Exercise description. Transcribe exactly, and only, the lines running from the one with "For the benchmark, mark every instance of the open" to the end of the entries below, both included, without any pictures.

Collection entries
+ + + + +

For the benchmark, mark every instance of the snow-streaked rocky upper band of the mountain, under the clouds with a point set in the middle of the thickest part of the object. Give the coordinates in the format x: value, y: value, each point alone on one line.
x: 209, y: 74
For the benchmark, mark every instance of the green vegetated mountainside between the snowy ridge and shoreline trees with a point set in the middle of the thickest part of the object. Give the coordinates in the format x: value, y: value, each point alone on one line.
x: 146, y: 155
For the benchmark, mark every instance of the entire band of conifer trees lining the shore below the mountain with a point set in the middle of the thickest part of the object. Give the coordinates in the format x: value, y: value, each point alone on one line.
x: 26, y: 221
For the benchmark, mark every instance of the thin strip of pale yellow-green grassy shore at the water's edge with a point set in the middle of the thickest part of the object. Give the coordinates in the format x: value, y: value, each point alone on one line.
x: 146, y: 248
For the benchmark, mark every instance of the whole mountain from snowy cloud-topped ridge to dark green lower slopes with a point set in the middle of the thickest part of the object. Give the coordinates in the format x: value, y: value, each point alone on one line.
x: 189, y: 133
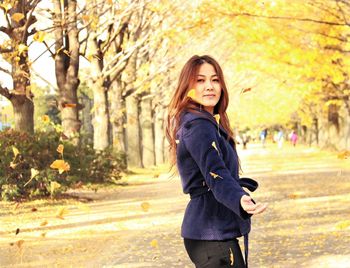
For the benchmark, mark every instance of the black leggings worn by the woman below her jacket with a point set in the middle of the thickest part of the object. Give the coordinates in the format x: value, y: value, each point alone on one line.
x: 214, y: 254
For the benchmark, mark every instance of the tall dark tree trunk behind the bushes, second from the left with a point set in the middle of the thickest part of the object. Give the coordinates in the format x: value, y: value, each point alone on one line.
x: 67, y: 65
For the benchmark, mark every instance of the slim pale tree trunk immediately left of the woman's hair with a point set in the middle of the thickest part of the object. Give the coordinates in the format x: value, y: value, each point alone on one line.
x: 159, y: 135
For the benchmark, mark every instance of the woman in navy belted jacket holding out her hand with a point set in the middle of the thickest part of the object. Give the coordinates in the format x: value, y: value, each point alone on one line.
x: 202, y: 147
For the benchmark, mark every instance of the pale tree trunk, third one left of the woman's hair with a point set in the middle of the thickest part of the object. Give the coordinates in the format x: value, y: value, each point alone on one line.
x: 133, y: 133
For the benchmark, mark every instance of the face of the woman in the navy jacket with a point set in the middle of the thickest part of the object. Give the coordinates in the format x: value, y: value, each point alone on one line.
x: 207, y: 87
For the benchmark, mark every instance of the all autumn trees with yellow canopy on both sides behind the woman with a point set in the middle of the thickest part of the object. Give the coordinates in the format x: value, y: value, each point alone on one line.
x: 296, y: 52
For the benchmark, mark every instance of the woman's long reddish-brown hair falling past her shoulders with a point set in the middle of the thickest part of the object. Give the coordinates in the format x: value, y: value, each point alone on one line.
x: 180, y: 101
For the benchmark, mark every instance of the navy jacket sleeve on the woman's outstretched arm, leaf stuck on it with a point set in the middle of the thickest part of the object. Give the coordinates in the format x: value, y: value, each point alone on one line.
x: 198, y: 139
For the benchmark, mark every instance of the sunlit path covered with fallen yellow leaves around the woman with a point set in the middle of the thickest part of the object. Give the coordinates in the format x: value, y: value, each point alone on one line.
x: 307, y: 223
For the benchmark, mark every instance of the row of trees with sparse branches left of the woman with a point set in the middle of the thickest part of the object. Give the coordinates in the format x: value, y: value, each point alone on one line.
x: 130, y: 47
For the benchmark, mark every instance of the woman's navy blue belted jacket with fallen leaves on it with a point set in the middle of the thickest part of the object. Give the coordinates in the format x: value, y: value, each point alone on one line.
x: 205, y: 158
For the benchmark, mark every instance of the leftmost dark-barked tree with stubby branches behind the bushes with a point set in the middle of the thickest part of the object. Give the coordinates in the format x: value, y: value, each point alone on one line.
x: 19, y: 20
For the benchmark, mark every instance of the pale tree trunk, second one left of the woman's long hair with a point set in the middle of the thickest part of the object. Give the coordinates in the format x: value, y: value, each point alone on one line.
x: 148, y: 154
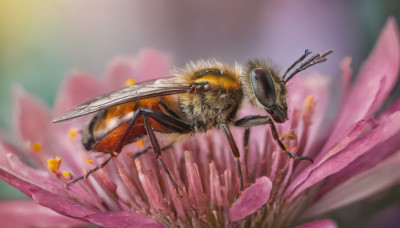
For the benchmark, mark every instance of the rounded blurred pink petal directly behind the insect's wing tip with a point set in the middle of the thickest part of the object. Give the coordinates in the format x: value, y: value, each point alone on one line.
x: 76, y: 88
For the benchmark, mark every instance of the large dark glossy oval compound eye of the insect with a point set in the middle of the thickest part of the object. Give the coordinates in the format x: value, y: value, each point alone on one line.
x: 263, y: 87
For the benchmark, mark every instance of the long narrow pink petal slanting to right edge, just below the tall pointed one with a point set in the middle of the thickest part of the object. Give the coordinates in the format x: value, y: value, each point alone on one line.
x: 320, y: 170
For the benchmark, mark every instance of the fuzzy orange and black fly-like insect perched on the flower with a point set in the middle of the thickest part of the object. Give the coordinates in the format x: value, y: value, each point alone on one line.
x: 201, y: 96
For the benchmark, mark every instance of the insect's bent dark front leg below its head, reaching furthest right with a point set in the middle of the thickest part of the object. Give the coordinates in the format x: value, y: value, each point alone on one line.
x: 250, y: 121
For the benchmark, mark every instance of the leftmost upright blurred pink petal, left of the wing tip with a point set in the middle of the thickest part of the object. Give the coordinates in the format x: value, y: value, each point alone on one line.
x: 31, y: 117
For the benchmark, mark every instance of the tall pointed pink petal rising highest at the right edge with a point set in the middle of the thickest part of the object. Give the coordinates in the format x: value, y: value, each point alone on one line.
x: 375, y: 81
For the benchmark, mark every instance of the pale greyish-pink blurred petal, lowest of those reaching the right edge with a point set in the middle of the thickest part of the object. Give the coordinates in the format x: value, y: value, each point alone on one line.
x: 382, y: 176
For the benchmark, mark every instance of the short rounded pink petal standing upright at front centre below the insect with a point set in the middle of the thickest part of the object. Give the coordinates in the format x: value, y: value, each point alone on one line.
x: 253, y: 198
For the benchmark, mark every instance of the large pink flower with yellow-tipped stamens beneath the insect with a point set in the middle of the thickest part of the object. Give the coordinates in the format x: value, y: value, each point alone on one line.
x: 355, y: 154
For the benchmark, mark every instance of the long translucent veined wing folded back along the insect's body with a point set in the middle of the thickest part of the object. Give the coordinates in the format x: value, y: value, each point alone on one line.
x: 141, y: 91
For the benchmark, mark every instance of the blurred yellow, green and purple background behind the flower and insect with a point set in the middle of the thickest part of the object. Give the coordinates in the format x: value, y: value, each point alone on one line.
x: 41, y: 40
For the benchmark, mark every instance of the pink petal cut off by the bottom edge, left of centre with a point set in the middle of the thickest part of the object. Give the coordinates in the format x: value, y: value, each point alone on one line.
x: 122, y: 219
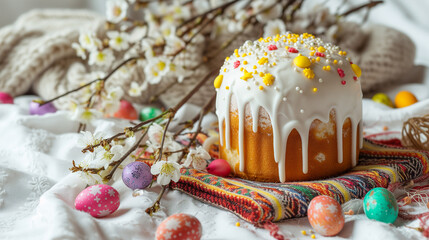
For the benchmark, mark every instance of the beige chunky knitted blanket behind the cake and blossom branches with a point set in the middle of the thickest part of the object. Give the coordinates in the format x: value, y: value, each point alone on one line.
x: 36, y: 55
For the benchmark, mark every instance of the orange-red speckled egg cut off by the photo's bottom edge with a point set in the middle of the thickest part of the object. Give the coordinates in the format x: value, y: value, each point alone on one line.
x: 179, y: 226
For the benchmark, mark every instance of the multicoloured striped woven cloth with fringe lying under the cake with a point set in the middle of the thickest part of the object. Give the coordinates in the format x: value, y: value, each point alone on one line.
x: 380, y: 163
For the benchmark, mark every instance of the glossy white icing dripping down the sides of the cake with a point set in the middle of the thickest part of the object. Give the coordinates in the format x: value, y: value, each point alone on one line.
x: 292, y: 101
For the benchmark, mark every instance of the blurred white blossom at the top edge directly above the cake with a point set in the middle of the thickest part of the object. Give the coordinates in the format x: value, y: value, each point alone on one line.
x: 264, y: 14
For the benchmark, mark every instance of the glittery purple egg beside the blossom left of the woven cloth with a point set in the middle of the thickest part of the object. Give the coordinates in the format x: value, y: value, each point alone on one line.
x: 136, y: 175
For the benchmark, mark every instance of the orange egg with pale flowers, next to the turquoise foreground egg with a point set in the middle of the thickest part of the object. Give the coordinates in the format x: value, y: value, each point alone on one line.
x: 325, y: 215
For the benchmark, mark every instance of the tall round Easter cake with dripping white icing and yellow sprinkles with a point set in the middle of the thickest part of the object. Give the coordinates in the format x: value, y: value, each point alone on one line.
x: 289, y: 109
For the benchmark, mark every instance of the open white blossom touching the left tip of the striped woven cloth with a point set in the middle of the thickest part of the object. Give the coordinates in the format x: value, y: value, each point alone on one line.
x: 167, y: 171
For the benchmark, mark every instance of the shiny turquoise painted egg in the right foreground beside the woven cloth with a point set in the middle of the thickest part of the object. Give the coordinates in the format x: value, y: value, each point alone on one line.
x: 380, y: 204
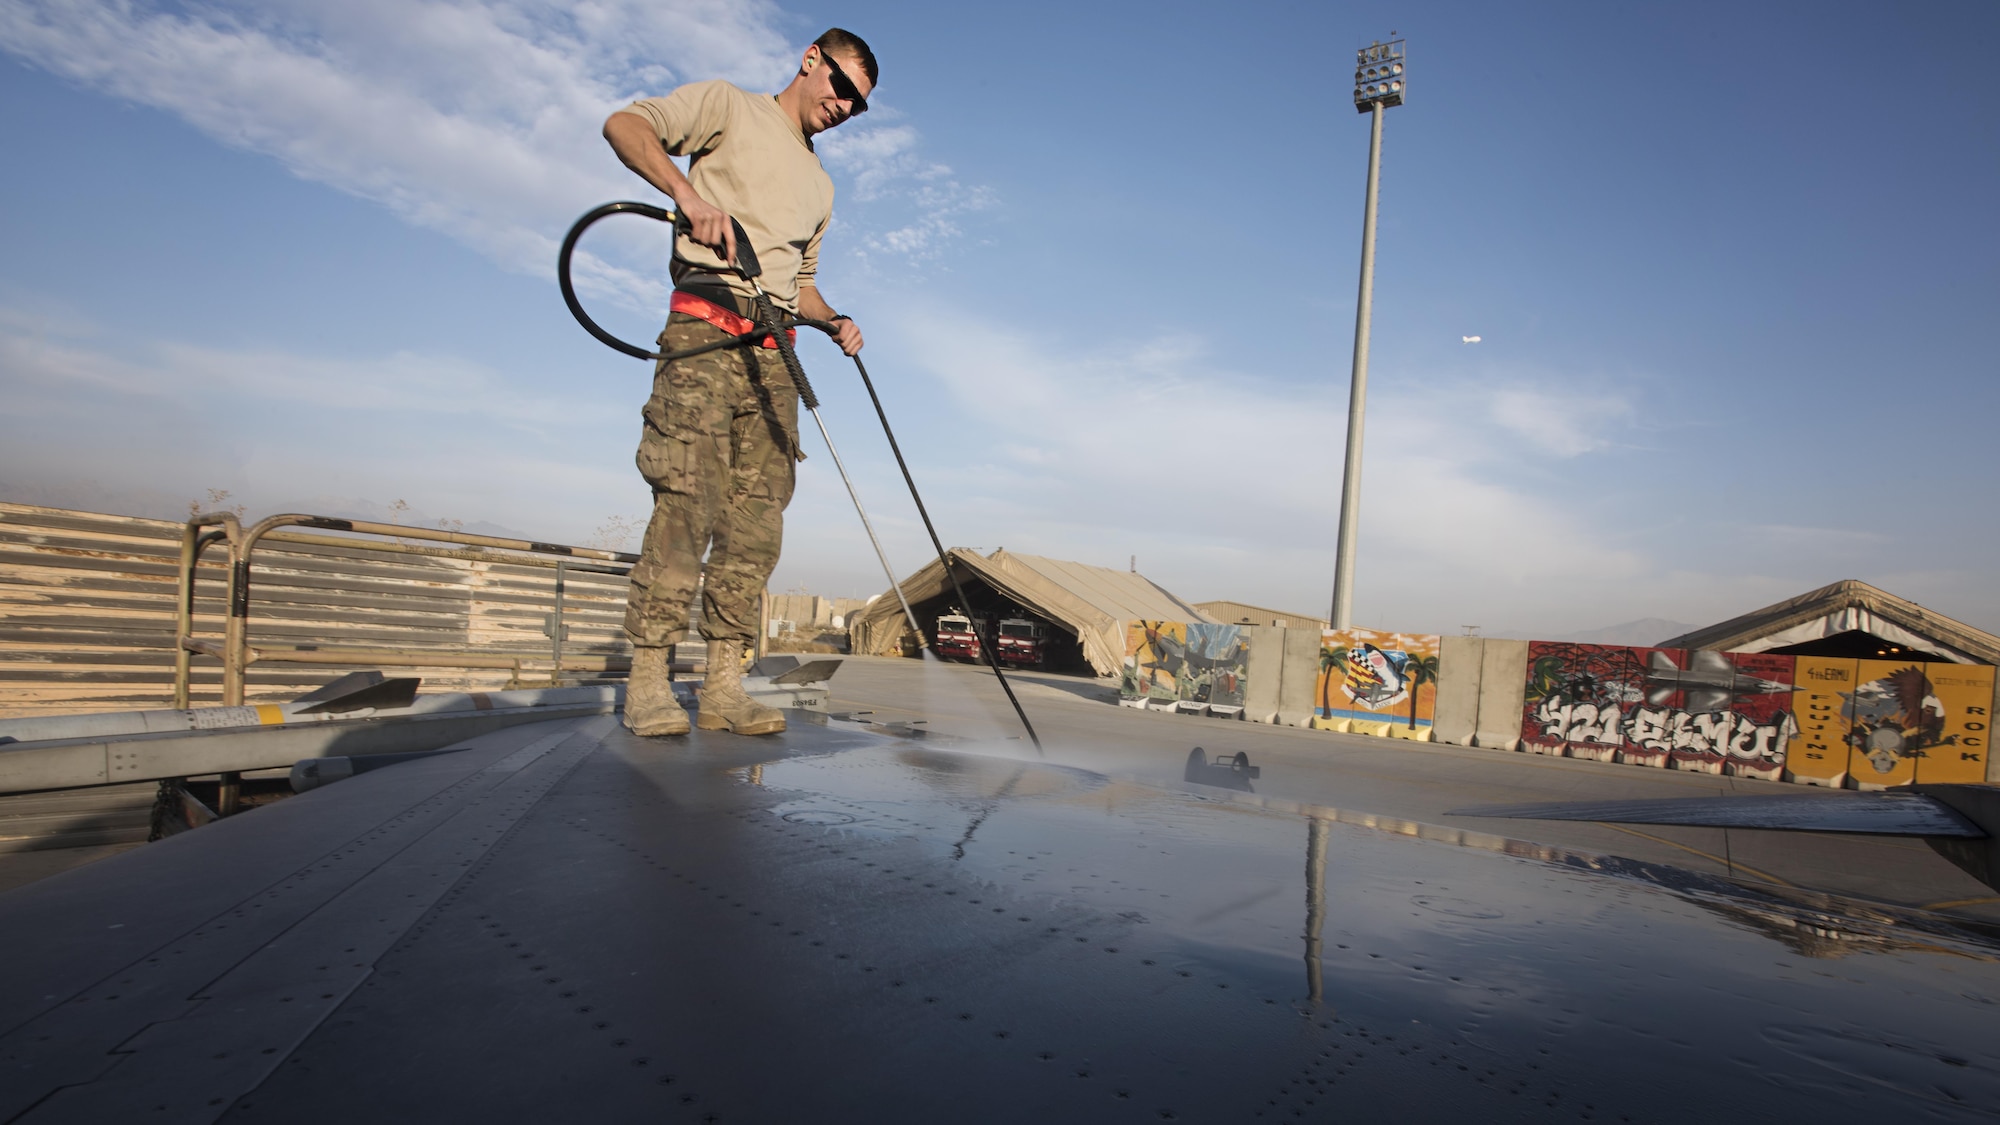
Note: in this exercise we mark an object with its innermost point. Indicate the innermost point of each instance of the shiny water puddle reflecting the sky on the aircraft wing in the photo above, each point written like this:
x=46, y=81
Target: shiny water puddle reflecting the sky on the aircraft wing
x=1449, y=946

+ + + + +

Result of the exercise.
For the benchmark, mark every instance of the open white blossom touching the left tip of the striped woven cloth with a point set in the middle of the thickest part of the object. Give the coordinates in the format x: value, y: value, each point alone on one line.
x: 167, y: 171
For the benchmark, mark every instance of the shiny turquoise painted egg in the right foreground beside the woven cloth with a point set in the middle of the thickest part of the object. Give the coordinates in the format x: value, y: value, each point alone on one line.
x: 380, y: 204
Note: in this exercise we mark an object with its innermost point. Indicate the innermost point of each instance of the shiny water puddle reflecting the sky on the aircraft wing in the photo above, each point written like this:
x=46, y=81
Target: shiny water puddle reflecting the sky on the aircraft wing
x=1449, y=946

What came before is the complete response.